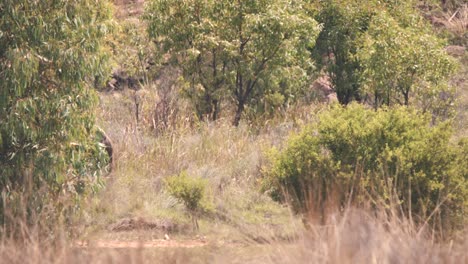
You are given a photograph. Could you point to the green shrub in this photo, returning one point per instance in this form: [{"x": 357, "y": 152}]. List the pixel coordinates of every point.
[
  {"x": 387, "y": 157},
  {"x": 50, "y": 53},
  {"x": 190, "y": 191}
]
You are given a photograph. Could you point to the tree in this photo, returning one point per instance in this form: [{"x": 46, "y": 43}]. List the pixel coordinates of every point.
[
  {"x": 343, "y": 23},
  {"x": 401, "y": 60},
  {"x": 50, "y": 53},
  {"x": 246, "y": 49},
  {"x": 392, "y": 158}
]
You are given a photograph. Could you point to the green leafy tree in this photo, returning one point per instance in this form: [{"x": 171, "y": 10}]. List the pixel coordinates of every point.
[
  {"x": 343, "y": 23},
  {"x": 50, "y": 51},
  {"x": 392, "y": 158},
  {"x": 404, "y": 64},
  {"x": 245, "y": 49}
]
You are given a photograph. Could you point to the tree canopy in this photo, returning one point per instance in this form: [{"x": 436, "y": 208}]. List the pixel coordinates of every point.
[
  {"x": 50, "y": 54},
  {"x": 236, "y": 50}
]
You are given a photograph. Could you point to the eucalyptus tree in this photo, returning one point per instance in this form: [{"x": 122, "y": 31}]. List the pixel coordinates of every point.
[
  {"x": 242, "y": 50},
  {"x": 50, "y": 53},
  {"x": 404, "y": 64}
]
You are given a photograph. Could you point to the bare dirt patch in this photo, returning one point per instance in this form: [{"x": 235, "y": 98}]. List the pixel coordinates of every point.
[{"x": 156, "y": 243}]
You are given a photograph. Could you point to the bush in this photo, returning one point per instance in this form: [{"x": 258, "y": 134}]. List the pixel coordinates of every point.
[
  {"x": 190, "y": 191},
  {"x": 387, "y": 157},
  {"x": 50, "y": 53}
]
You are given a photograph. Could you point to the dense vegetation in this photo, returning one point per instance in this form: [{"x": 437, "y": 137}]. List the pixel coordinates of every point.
[
  {"x": 51, "y": 52},
  {"x": 384, "y": 158},
  {"x": 209, "y": 102}
]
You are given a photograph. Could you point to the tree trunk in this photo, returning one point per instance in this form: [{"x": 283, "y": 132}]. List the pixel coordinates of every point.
[{"x": 239, "y": 111}]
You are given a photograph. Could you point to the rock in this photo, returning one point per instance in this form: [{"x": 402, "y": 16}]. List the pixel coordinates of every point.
[{"x": 456, "y": 51}]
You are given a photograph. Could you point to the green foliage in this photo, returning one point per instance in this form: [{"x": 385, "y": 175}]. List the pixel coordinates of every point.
[
  {"x": 244, "y": 50},
  {"x": 383, "y": 52},
  {"x": 386, "y": 157},
  {"x": 50, "y": 51},
  {"x": 343, "y": 24},
  {"x": 188, "y": 190},
  {"x": 400, "y": 61}
]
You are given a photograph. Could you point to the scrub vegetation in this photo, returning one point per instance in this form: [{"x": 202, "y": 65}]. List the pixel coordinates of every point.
[{"x": 202, "y": 131}]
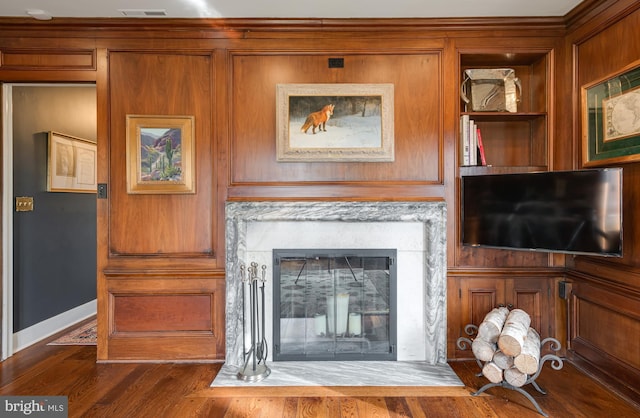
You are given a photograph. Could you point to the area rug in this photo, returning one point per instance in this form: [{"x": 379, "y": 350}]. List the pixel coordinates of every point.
[
  {"x": 85, "y": 334},
  {"x": 346, "y": 373}
]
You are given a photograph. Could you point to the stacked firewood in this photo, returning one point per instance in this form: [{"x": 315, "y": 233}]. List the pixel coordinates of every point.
[{"x": 508, "y": 346}]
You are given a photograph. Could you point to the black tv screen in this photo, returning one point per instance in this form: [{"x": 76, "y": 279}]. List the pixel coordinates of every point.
[{"x": 575, "y": 212}]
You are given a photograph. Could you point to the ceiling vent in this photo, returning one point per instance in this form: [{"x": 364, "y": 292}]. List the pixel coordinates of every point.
[{"x": 143, "y": 12}]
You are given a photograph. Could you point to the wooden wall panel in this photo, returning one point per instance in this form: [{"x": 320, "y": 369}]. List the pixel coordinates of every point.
[
  {"x": 159, "y": 318},
  {"x": 135, "y": 313},
  {"x": 605, "y": 324},
  {"x": 161, "y": 225},
  {"x": 46, "y": 59},
  {"x": 418, "y": 116},
  {"x": 604, "y": 309}
]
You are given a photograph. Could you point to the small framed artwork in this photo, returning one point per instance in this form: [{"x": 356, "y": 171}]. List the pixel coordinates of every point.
[
  {"x": 611, "y": 118},
  {"x": 334, "y": 122},
  {"x": 160, "y": 154},
  {"x": 71, "y": 164}
]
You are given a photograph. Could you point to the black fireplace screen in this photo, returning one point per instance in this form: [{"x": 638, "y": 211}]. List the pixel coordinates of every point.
[{"x": 337, "y": 304}]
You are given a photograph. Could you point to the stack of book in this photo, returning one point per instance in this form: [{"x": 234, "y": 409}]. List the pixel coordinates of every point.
[{"x": 471, "y": 142}]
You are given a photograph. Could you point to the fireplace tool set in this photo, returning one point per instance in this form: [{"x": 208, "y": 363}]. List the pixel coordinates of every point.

════════════════════

*Task goal:*
Restate each line of the records exactly; pictures do not belong in the copy.

*Result:*
You are given a photograph. Could you point to the green shrub in this photo, returning one point per instance in this form: [{"x": 357, "y": 152}]. List the pixel coordinates of every point.
[
  {"x": 387, "y": 157},
  {"x": 50, "y": 53},
  {"x": 190, "y": 191}
]
You are given a photograph. Could you point to the tree in this photo, returning one point per instance in this form: [{"x": 46, "y": 43}]. List the pixel coordinates of every point.
[
  {"x": 343, "y": 23},
  {"x": 401, "y": 60},
  {"x": 50, "y": 53},
  {"x": 246, "y": 49},
  {"x": 392, "y": 158}
]
You are given a photograph. Could you point to the green leafy tree in this photo, returning one point per instance in this form: [{"x": 171, "y": 10}]. List the pixel coordinates of every point.
[
  {"x": 343, "y": 23},
  {"x": 50, "y": 51},
  {"x": 392, "y": 158},
  {"x": 404, "y": 64},
  {"x": 245, "y": 49}
]
You are given a photograph. Could you point to the tree canopy in this photo, returning one point per instance in this form: [{"x": 436, "y": 208}]. List the pixel coordinates of every point.
[
  {"x": 50, "y": 54},
  {"x": 236, "y": 50}
]
You are given a photograph. Could you point to the eucalyptus tree in this photo, returning one point per instance in this form: [{"x": 122, "y": 31}]. List the pixel coordinates of every point.
[
  {"x": 242, "y": 50},
  {"x": 50, "y": 53},
  {"x": 404, "y": 64}
]
You are given a photograph. Could you point to the bare dirt patch in this photo, returning one point per instance in this form: [{"x": 235, "y": 98}]. List the pixel coordinates of every point.
[{"x": 156, "y": 243}]
You are given a photograph. Could you point to the bush in this photo, returning one point per instance in this form: [{"x": 258, "y": 134}]. List the pixel coordinates of every point.
[
  {"x": 190, "y": 191},
  {"x": 387, "y": 157},
  {"x": 50, "y": 53}
]
You are given a photograph. Could you point to the dense vegetation in this photo, returning one point per instance in this form: [{"x": 437, "y": 137}]. List the pixel coordinates of every point.
[
  {"x": 51, "y": 52},
  {"x": 384, "y": 158},
  {"x": 209, "y": 102}
]
You are given a photograph. Could you point to the tree trunk in this photo, returning one point per instance in this form: [{"x": 283, "y": 132}]. List the pixel coordinates of every point.
[{"x": 239, "y": 111}]
You are given a photograph. Could you point to the rock in this photo, returning one point per instance in this form: [{"x": 402, "y": 16}]. List the pixel coordinates of every point.
[{"x": 456, "y": 51}]
You are given a photograph. Could you point to the green foliage in this photo, returning one point per instance in this form: [{"x": 385, "y": 175}]. List the pixel coordinates of every point.
[
  {"x": 244, "y": 50},
  {"x": 383, "y": 52},
  {"x": 386, "y": 157},
  {"x": 50, "y": 51},
  {"x": 343, "y": 24},
  {"x": 188, "y": 190},
  {"x": 400, "y": 61}
]
You are given a photograph. Could you point to the scrub vegetation in this photo, returning one point per instance in this form: [{"x": 202, "y": 65}]. List the pixel coordinates of every point.
[{"x": 202, "y": 131}]
You are given a photograph. Could you point to the area rug in this photo, returning one point per instance in this form: [{"x": 379, "y": 350}]. List the pixel coordinates of every point.
[
  {"x": 85, "y": 334},
  {"x": 346, "y": 373}
]
You are given a photograph. Could you point to the stacked firewood in this photo, returning one point per instance in this form: [{"x": 315, "y": 233}]. List the pixel coordinates of every point.
[{"x": 508, "y": 346}]
You are given a photograph. Could you point to the black tv screen in this photo, returning one point per instance in this form: [{"x": 76, "y": 279}]. List the pixel coordinates of every point.
[{"x": 575, "y": 212}]
You are given a photograph. Could you point to the ceiling vent in this photo, returning one point per instance in this form: [{"x": 364, "y": 292}]. List the pixel coordinates of every point.
[{"x": 143, "y": 12}]
You are given a photograph. Could you point to the wooden wall panel in this photo, returning one point per instance in this form: [{"x": 320, "y": 369}]. List the pixel coordinates of every point.
[
  {"x": 159, "y": 318},
  {"x": 135, "y": 313},
  {"x": 605, "y": 324},
  {"x": 161, "y": 225},
  {"x": 46, "y": 59},
  {"x": 418, "y": 116},
  {"x": 604, "y": 309}
]
You are given a photograph. Could you point to the small framed artwork in this photo, returning one point per instance in this form: [{"x": 356, "y": 171}]. List the pixel coordinates of every point.
[
  {"x": 611, "y": 118},
  {"x": 334, "y": 122},
  {"x": 160, "y": 154},
  {"x": 71, "y": 164}
]
You are given a photograph. Could you point to the black fireplace screen in this photo, returning one point per instance in this form: [{"x": 638, "y": 211}]. List the pixel coordinates of every point.
[{"x": 337, "y": 304}]
You are given a photograph. Could you point to the stack of book in this photo, returning one point per instance in this form: [{"x": 234, "y": 409}]. List the pixel coordinates of every point.
[{"x": 471, "y": 142}]
You are given a photograph. Could you point to the fireplace tool set in this photo, returning one point per instance in this form: [{"x": 208, "y": 363}]. List the pixel coordinates of every point.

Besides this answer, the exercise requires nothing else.